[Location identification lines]
━━━━━━━━━━

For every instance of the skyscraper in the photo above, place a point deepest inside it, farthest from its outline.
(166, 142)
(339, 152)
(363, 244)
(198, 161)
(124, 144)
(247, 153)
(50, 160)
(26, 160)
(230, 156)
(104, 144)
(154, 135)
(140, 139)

━━━━━━━━━━

(The task): Rescale the lines above by rewriting each one in full, requests included, with every coordinate in the answers multiplied by 1.4 and rounded to the nearest whole number, halves rounding up.

(Exercise output):
For every instance of the skyscraper in the photo above, place a point deepest inside it, farthest from its outline.
(232, 199)
(475, 213)
(508, 342)
(277, 225)
(174, 202)
(346, 214)
(70, 224)
(36, 224)
(322, 218)
(146, 202)
(216, 189)
(196, 195)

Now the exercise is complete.